Exercise instructions: Convert every line of the listing below into a JSON list of strings, one string per line, omitting any blank lines.

Extracted information:
####################

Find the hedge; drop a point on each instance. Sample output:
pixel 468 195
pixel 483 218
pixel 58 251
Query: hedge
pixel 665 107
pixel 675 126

####################

The completed task:
[
  "Find the hedge; drop a point on each instance. Sample output:",
  "pixel 468 195",
  "pixel 483 218",
  "pixel 58 251",
  "Query: hedge",
  "pixel 665 107",
  "pixel 675 126"
]